__TEXT__
-=-=-=-=-
Born of the Dragon
I wanted to touch it the way mothers with grown children often ache to hold babies. A purple peace sign inked like a badge of hope on that tender spot between pelvis and belly, a place where passion easily ignites. The woman, who I hardly knew, lifted her tee-shirt higher, offering me a better view. My hand reached out, then pulled back. “Sure, touch it,” she invited. And as I drew my forefinger across the compelling flatness, I knew that I would have one.
“But why?” my best friend asked. “Can’t you just frame a picture of a dragon and put it on your wall? Does it have to be etched on your body with needles?”
When I grilled my doctor about the health implications of permanently injecting ink into the skin, he said, “Have you ever seen a tattoo on an old person? That might cure you of wanting one.”
I imagined the cadavers of the future now that tattoos have gone mainstream. I pictured pre-med students decoding vertical rows of Chinese symbols inked on dead butts.
-=-=-=-=-
Object grounding data in natural language:
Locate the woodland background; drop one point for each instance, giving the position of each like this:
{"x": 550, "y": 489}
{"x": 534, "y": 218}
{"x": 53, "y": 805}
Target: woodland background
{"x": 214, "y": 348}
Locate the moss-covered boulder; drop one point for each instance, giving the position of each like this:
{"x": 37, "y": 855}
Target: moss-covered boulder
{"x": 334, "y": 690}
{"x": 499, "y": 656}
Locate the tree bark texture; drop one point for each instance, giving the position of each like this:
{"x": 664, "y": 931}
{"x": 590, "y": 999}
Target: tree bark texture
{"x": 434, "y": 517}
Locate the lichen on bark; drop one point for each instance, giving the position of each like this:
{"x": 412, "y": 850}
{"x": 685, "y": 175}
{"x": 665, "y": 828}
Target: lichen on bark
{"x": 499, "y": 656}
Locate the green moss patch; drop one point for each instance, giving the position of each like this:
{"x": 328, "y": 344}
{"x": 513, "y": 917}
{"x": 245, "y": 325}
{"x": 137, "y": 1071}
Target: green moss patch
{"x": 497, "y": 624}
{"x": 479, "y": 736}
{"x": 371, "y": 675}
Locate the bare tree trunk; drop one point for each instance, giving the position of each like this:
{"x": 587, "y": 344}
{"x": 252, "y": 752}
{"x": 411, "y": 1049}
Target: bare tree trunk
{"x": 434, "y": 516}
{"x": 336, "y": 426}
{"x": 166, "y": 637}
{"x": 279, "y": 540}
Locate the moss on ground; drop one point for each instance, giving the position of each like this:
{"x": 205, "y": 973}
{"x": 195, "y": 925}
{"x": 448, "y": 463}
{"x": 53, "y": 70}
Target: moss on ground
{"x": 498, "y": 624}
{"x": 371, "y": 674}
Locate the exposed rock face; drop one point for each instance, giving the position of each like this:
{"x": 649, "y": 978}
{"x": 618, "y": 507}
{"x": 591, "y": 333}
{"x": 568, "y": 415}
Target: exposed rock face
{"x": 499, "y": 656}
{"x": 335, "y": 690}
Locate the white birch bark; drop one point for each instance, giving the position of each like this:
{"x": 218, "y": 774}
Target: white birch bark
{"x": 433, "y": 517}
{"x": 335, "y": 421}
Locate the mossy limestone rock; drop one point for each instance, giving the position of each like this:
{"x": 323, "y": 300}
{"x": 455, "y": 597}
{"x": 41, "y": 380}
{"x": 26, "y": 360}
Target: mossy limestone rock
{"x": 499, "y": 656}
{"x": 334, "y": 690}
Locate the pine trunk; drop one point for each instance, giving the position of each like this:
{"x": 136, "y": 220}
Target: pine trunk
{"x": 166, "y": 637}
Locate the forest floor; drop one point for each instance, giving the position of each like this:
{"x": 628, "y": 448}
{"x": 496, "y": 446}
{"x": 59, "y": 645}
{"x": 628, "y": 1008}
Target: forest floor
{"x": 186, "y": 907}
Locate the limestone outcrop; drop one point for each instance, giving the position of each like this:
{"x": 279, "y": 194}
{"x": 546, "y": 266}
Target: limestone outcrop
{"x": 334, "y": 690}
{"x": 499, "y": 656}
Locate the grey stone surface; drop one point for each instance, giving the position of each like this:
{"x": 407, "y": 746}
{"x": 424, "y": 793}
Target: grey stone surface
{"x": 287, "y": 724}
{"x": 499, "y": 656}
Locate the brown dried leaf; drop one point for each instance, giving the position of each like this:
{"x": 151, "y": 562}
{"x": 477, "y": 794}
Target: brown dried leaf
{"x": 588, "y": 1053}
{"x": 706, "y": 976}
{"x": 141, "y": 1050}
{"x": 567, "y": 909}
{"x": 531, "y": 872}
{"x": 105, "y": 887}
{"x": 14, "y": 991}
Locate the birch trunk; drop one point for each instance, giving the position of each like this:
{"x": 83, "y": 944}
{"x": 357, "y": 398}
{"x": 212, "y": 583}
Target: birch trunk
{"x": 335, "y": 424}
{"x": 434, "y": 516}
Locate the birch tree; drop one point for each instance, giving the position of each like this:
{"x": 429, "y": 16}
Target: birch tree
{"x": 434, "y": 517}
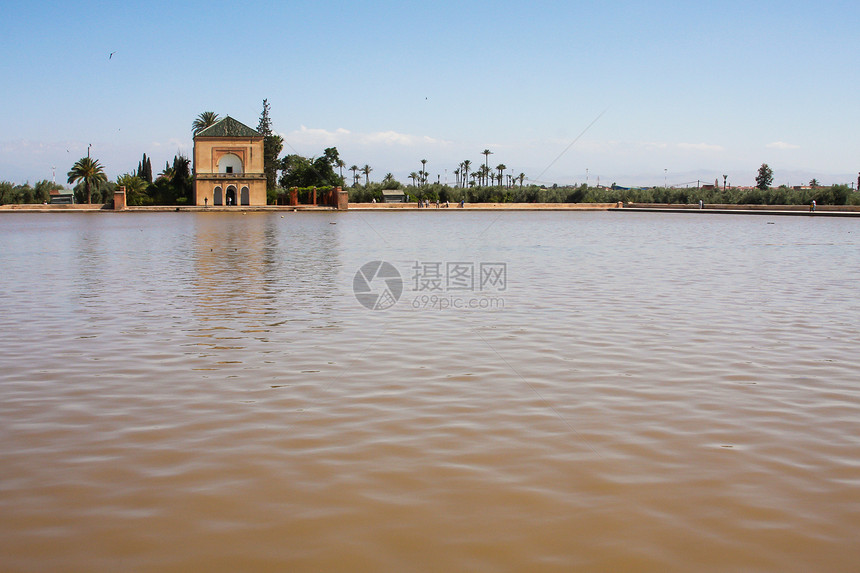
-=-=-=-=-
__WORK ORDER 1__
Reproduce verbatim the passage of the tattoo essay from "When I grilled" to "on dead butts.".
__WORK ORDER 2__
According to the tattoo essay, what color is the peace sign inked on the woman's body?

__SOLUTION 1__
When I grilled my doctor about the health implications of permanently injecting ink into the skin, he said, “Have you ever seen a tattoo on an old person? That might cure you of wanting one.”
I imagined the cadavers of the future now that tattoos have gone mainstream. I pictured pre-med students decoding vertical rows of Chinese symbols inked on dead butts.

__SOLUTION 2__
Purple.